▸ **Document passage**
------------------------------------------------------------
Want to know how to adapt to change? It’s a skill that takes practice and commitment, but it is within
reach for employees across all industries. Consider adaptability a must-have soft skill if you’re aspiring
for a leadership role at your organization. Here’s how to advance your adaptability skills:

 Learn From Others


 Ask Questions
 Leaving Your Comfort Zone
 Redefine Your Motivation
 Set Small Goals
 There is no ‘Right’ and ‘Wrong’

Learn From Others:

As is the case with learning a whole range of critical soft skills, learning to better navigate change and
become adaptable is best done from others. Do you admire how Fiona from finance consistently
delivers fiscal results with a positive message for the future, even if targets have been missed? Or
perhaps you like how Sean brings in members of different teams to brainstorm solutions to the IT
team’s challenges? Take notes when these people exhibit the adaptability skills you’re keen to learn, or
ask them directly for tips and guidance. While you can learn from people both inside and external to
your organization, if you’re learning from those internally, you’ll get the added benefit of learning how
the skills are applied best to the organization, its values and its people.

Ask Questions:

Just as they must embrace change to grow, the best leaders and organizations among us usually haven’t
achieved success by working alone. They have inspiring mentors, innovative colleagues and gifted
networks they can lean on for support, ask question of and debate ideas with. Asking questions is a great
way to learn more and challenge established ways of doing things, a key component of being adaptable.
Just make sure that your questions are well researched and delivered professionally, to ensure you
receive the most valuable answers.

Leaving Your Comfort Zone:

Change is difficult because we want to stay inside our comfort zone and will resist anything that requires
us to step out of it. Therefore, a conscious effort is needed to do this for those of us less open to change,
and even for those of us who are.

The best way to develop adaptability, or any behavioral change for that matter, is by practicing it in
everyday ‘low stake’ situations.
------------------------------------------------------------
▸ **Exercise tasks**
1. Answer these questions from the adaptability passage, with each answer on its own line marked like its question.
(a) Who consistently delivers fiscal results with a positive message for the future?
(b) How should your questions be prepared and delivered?
(c) What is the best way to develop adaptability?
2. Transcribe the adaptability passage, starting with "Change is difficult" and going on through "everyday ‘low stake’ situations.".
3. Decide whether each statement agrees with the adaptability passage. Answer yes or no, and quote the words from the passage that decide it.
(a) Adaptability can be learned only from people inside your organization.
(b) Change is difficult because we want to stay inside our comfort zone.
(c) The best leaders and organizations usually achieved success by working alone.

▸ **Raw records**
------------------------------------------------------------
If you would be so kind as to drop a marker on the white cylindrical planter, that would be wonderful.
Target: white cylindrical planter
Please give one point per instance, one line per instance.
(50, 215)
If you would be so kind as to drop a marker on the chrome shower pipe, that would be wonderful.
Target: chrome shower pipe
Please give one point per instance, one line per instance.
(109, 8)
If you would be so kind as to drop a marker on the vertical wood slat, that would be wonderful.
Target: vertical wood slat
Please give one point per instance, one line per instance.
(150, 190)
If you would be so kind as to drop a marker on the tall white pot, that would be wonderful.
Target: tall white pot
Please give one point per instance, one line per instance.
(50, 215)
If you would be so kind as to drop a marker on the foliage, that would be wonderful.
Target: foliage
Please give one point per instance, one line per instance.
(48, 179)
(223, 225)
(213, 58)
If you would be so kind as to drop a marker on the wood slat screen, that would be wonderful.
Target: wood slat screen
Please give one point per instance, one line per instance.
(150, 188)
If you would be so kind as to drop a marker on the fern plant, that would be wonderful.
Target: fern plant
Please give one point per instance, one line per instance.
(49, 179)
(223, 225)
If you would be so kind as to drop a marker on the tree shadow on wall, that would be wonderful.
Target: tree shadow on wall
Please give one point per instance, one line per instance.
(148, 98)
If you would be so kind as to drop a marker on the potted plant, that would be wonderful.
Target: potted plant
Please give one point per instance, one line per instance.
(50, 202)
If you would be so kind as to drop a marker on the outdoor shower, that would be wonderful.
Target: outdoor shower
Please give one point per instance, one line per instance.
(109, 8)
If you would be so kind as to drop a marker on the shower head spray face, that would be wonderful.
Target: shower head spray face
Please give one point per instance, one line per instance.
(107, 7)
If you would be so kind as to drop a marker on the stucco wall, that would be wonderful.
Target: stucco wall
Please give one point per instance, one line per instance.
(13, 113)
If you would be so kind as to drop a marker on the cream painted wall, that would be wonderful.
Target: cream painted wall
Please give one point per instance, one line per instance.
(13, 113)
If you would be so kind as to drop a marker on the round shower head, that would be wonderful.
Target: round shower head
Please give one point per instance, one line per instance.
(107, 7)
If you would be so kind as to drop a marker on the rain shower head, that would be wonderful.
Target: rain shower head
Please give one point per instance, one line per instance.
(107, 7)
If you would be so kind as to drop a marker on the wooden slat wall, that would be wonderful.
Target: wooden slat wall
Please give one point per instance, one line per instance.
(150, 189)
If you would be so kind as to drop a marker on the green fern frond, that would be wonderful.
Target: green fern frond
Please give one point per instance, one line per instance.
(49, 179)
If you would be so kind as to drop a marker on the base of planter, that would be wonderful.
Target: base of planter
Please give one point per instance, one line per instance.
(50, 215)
------------------------------------------------------------
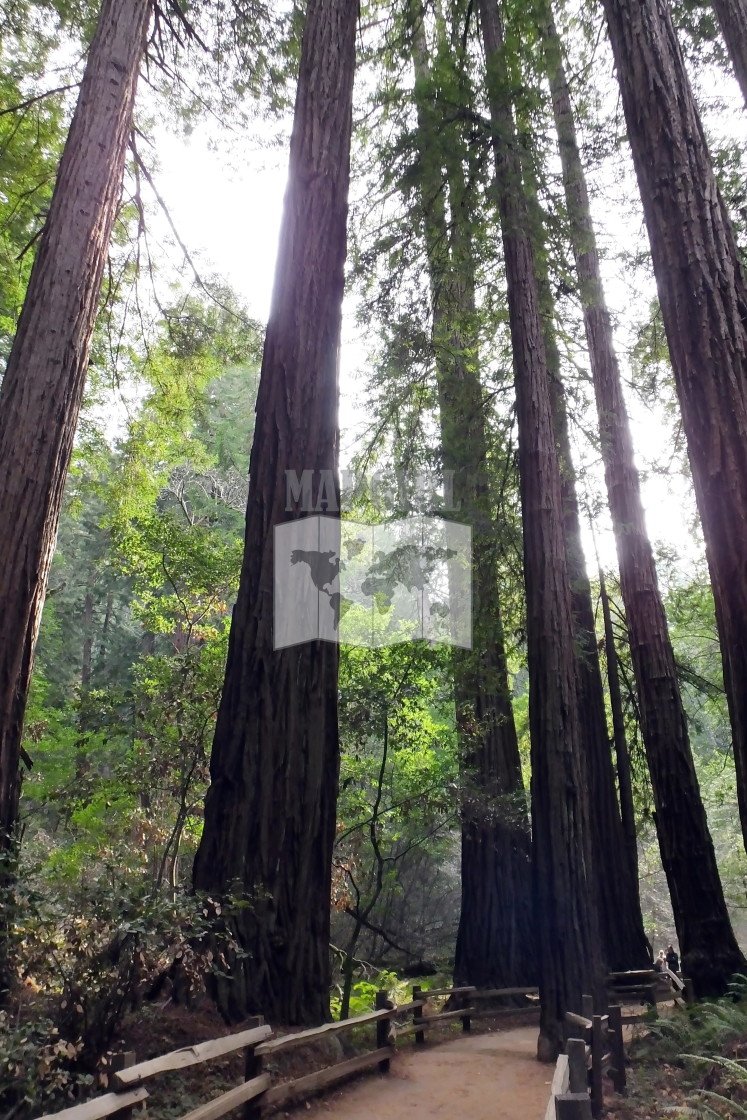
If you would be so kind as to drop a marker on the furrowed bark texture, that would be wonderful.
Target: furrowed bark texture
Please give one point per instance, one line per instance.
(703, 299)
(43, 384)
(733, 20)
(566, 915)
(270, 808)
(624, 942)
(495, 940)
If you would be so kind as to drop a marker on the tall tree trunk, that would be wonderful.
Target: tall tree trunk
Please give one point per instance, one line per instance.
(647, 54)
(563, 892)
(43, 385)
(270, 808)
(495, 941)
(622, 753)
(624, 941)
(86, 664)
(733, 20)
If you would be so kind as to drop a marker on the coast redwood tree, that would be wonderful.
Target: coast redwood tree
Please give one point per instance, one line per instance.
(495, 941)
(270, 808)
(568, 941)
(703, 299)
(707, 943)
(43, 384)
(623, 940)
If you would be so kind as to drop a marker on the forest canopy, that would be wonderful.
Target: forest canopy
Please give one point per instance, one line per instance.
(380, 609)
------------------------------------------------------------
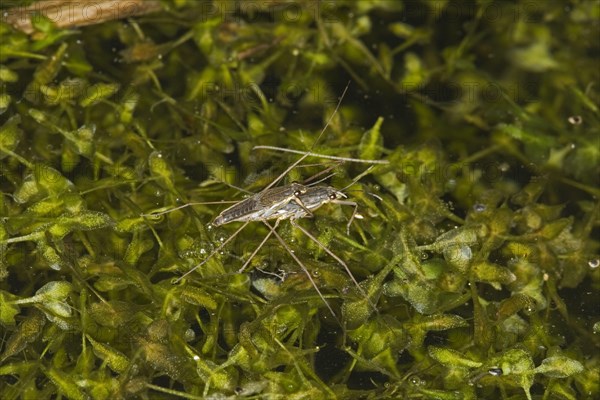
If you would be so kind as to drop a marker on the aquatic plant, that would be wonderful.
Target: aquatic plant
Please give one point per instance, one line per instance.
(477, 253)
------------------------------------------------------------
▸ **Results**
1.
(a) Fiona from finance
(b) Well researched and delivered professionally
(c) By practicing it in everyday ‘low stake’ situations

2.
Change is difficult because we want to stay inside our comfort zone and will resist anything that requires
us to step out of it. Therefore, a conscious effort is needed to do this for those of us less open to change,
and even for those of us who are.

The best way to develop adaptability, or any behavioral change for that matter, is by practicing it in
everyday ‘low stake’ situations.

3.
(a) No: "you can learn from people both inside and external to your organization"
(b) Yes: "Change is difficult because we want to stay inside our comfort zone"
(c) No: "the best leaders and organizations among us usually haven’t achieved success by working alone"